▸ **WRITTEN PROBLEM**
Put the lines of the material below that run from the line containing "Can you find the distant" to the line containing "[[595, 451]]", both included, into a numbered list with blank lines left out.

▸ **Dataset records about object locations**
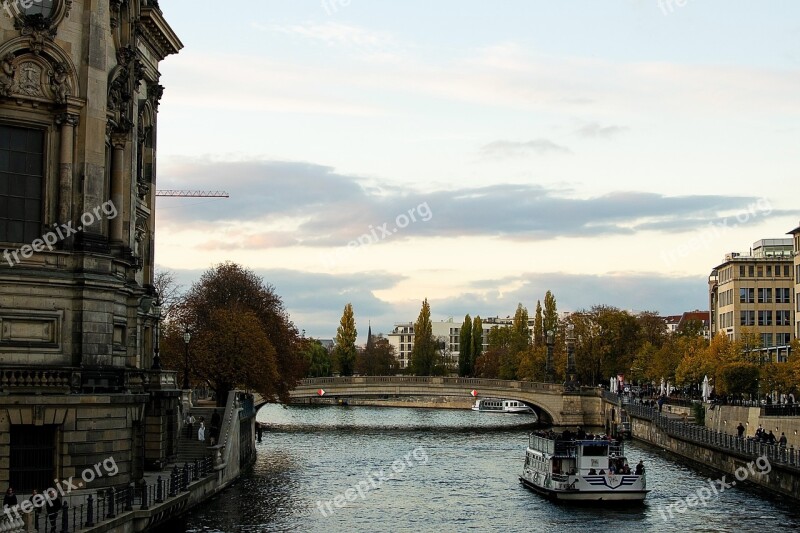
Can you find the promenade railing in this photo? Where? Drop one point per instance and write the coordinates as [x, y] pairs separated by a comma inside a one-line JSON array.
[[88, 510], [712, 438]]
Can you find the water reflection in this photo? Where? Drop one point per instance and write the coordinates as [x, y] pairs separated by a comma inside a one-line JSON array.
[[469, 483]]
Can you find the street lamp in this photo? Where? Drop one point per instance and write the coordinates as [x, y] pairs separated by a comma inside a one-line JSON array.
[[549, 365], [156, 356], [187, 336], [571, 385]]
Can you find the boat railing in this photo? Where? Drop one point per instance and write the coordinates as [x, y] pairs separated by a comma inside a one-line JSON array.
[[561, 448]]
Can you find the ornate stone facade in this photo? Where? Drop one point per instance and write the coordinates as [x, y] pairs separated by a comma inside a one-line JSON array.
[[79, 94]]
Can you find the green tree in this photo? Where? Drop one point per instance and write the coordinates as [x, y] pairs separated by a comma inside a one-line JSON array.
[[465, 348], [490, 363], [520, 334], [538, 326], [318, 359], [344, 348], [550, 315], [423, 354], [477, 342]]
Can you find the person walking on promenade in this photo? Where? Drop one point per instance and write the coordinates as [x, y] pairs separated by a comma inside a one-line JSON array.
[[190, 425], [201, 431], [215, 423]]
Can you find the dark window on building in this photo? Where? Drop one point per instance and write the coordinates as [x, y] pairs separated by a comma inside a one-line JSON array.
[[32, 460], [21, 183], [765, 295]]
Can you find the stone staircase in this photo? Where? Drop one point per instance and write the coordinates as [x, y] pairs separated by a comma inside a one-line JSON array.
[[189, 448]]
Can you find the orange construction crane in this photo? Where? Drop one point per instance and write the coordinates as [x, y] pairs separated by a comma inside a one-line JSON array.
[[193, 194]]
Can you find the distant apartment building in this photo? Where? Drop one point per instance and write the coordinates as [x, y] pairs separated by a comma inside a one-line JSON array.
[[447, 332], [795, 233], [755, 291], [671, 322]]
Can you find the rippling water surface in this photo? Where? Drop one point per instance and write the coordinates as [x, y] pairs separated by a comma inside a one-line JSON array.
[[444, 471]]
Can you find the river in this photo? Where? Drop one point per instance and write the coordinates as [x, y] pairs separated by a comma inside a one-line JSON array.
[[430, 470]]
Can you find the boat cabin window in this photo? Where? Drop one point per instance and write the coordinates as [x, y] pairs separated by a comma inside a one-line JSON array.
[[595, 451]]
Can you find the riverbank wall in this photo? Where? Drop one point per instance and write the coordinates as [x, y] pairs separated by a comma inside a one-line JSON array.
[[772, 468], [420, 402]]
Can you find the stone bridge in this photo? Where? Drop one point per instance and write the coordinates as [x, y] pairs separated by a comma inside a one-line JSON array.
[[551, 402]]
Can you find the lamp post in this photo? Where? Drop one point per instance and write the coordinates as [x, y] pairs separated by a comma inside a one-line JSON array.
[[571, 385], [156, 354], [187, 336], [549, 365]]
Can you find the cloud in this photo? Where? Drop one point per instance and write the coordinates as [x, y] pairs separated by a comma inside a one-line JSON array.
[[332, 34], [284, 204], [593, 130], [511, 148], [315, 301]]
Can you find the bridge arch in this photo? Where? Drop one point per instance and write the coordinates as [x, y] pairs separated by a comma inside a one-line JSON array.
[[551, 402]]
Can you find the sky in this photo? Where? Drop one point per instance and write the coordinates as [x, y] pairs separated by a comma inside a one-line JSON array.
[[477, 153]]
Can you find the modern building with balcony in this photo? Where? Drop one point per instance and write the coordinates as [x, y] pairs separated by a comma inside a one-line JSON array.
[[756, 291], [447, 332], [795, 233], [79, 98]]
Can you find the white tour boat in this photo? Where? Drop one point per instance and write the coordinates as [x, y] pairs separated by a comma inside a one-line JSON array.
[[581, 470], [500, 405]]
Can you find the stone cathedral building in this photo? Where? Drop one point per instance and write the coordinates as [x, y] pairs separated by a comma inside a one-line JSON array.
[[79, 97]]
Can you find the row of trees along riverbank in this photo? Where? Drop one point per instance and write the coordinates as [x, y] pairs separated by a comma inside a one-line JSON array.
[[607, 342]]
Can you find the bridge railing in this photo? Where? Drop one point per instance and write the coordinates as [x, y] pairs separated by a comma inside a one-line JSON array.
[[448, 381]]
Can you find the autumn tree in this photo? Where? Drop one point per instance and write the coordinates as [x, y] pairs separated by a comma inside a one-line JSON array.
[[424, 360], [344, 348], [465, 348], [234, 317], [652, 329], [377, 358]]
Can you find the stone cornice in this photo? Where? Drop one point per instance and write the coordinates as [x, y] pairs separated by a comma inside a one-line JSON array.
[[155, 27]]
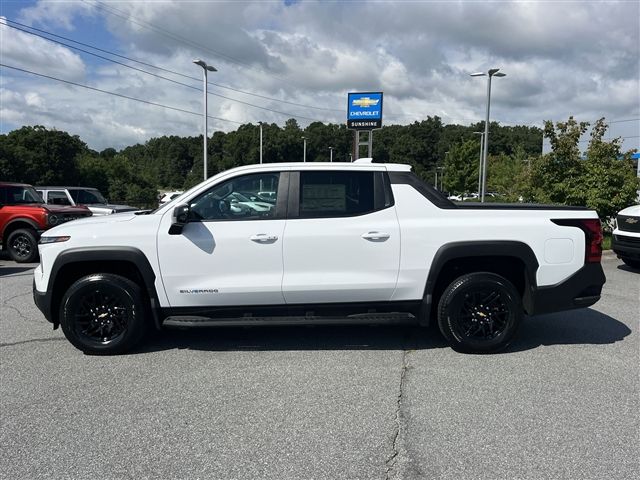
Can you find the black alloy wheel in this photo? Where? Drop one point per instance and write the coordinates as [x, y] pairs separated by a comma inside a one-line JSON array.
[[103, 313], [22, 246], [480, 312]]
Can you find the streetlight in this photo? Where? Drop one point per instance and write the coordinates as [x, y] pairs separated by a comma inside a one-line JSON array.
[[261, 143], [493, 72], [205, 68], [480, 164], [304, 149]]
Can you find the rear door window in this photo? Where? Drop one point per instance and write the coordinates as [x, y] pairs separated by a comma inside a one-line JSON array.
[[58, 197], [336, 194]]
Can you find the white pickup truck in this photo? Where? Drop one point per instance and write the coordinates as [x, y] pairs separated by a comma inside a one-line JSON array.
[[338, 243]]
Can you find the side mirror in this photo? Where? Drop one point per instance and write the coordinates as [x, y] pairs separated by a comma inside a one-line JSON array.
[[179, 219]]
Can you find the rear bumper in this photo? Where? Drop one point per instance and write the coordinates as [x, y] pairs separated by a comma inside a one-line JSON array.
[[580, 290], [626, 246]]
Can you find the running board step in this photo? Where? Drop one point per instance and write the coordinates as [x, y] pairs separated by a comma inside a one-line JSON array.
[[364, 318]]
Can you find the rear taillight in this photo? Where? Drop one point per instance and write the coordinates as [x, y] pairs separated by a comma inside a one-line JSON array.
[[593, 236]]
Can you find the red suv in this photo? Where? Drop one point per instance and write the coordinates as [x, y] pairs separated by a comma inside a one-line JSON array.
[[23, 217]]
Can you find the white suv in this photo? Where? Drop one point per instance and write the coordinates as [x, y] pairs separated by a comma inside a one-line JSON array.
[[626, 236]]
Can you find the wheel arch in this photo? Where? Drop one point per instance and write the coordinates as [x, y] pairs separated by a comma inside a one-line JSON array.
[[128, 262], [511, 259]]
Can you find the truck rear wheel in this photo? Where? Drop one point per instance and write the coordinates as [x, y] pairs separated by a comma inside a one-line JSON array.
[[480, 312], [103, 314], [22, 246]]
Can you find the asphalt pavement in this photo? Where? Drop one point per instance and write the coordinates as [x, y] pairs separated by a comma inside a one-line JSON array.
[[562, 402]]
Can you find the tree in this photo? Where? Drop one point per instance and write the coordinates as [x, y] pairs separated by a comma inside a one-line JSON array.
[[461, 167], [609, 181], [42, 157], [557, 176]]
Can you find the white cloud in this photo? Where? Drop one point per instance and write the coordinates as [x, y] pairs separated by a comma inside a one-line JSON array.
[[561, 59], [26, 51]]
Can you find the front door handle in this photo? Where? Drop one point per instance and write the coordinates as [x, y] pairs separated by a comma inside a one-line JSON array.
[[375, 236], [263, 238]]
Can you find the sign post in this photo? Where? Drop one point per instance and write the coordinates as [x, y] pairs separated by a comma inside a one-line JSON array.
[[364, 114]]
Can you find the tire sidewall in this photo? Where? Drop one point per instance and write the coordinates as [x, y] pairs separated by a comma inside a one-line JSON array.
[[127, 291], [30, 237], [448, 308]]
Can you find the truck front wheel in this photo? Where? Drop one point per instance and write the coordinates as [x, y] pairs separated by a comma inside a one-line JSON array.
[[22, 246], [480, 312], [103, 314]]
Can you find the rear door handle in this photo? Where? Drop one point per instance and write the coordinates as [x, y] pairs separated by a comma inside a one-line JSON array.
[[375, 236], [263, 238]]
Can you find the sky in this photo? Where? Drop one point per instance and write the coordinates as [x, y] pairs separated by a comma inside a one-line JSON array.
[[277, 60]]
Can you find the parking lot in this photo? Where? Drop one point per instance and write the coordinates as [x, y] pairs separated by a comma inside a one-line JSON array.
[[324, 402]]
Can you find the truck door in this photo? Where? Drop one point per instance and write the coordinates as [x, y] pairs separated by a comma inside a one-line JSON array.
[[342, 238]]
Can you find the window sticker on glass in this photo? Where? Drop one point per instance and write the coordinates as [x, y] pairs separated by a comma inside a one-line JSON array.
[[324, 197]]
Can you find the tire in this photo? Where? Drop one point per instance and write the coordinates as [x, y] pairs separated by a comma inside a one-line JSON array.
[[480, 312], [631, 262], [22, 246], [103, 314]]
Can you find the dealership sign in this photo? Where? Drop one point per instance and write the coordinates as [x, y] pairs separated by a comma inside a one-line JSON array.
[[364, 111]]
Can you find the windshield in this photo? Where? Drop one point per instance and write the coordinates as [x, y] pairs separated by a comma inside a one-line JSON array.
[[12, 195], [86, 197]]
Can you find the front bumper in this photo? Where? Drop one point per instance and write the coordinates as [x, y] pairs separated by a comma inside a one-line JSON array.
[[582, 289], [43, 302], [626, 246]]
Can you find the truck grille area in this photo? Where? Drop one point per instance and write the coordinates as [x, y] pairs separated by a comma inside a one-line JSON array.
[[628, 224]]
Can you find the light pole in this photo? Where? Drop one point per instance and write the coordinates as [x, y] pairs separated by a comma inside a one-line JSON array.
[[480, 164], [493, 72], [260, 142], [304, 149], [205, 68]]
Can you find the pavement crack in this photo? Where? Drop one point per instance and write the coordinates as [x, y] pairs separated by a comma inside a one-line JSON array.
[[390, 463], [18, 312], [34, 340]]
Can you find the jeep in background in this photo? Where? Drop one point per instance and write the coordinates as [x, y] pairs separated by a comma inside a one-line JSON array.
[[23, 217], [75, 196]]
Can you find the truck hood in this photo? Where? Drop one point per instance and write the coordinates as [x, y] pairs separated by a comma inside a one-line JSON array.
[[91, 221], [107, 208], [62, 209]]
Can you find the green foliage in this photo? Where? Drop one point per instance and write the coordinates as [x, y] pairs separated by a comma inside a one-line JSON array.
[[461, 167], [604, 180], [508, 174], [609, 180], [39, 156], [134, 174]]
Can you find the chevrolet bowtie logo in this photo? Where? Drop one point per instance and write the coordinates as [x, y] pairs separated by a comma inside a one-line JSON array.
[[366, 102]]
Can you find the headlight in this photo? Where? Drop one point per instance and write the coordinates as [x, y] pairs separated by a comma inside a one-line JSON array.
[[45, 240]]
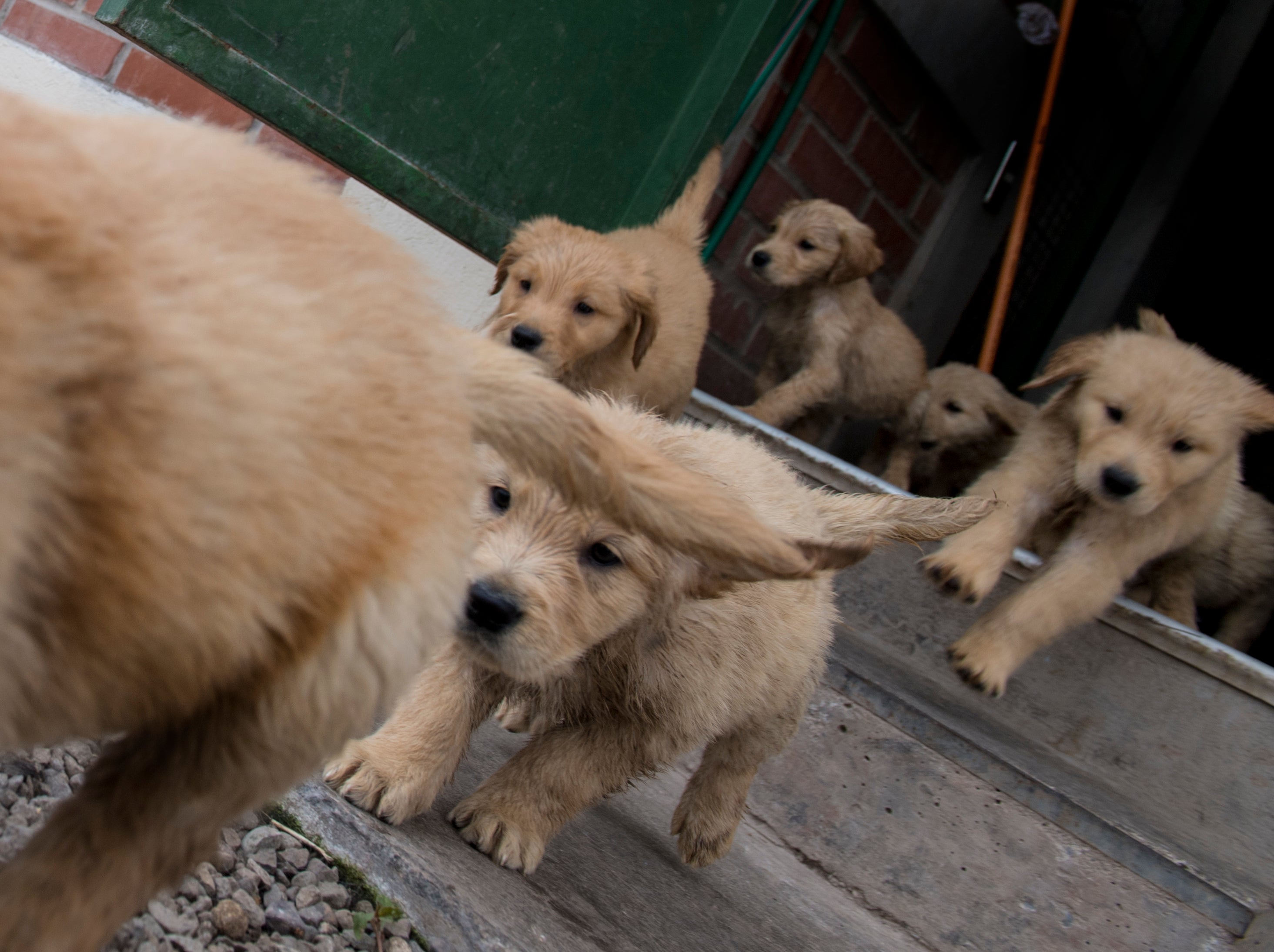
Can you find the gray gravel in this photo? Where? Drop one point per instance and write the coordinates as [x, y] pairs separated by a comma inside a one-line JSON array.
[[264, 891]]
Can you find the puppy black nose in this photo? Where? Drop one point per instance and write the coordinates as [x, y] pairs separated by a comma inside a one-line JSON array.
[[491, 608], [525, 338], [1119, 482]]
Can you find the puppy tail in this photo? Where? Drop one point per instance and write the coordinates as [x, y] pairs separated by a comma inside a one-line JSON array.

▸ **REPLY TO THE EXERCISE**
1. Can you find the distant apartment building in this photo? Where? Drop one point per instance and write the coordinates as [x, y] pairs separated by a comma inside a one-line JSON array.
2. [[447, 332], [795, 233], [755, 291], [671, 322]]
3. Can you find the rippling water surface in this photo? Where? Drop one point per instance and write the coordinates as [x, y] pairs separated by a comma inside a one-line JSON array.
4. [[444, 471]]
5. Can you find the river in this photo? Where? Drop one point per instance and write the coordinates as [x, y] pairs separated by a comma inside a one-line JSON array.
6. [[430, 470]]
7. Can you find the boat cabin window in this photo? Where? Drop one point per instance and write the coordinates as [x, y] pairs separated by a comma inside a one-line JSON array.
8. [[595, 451]]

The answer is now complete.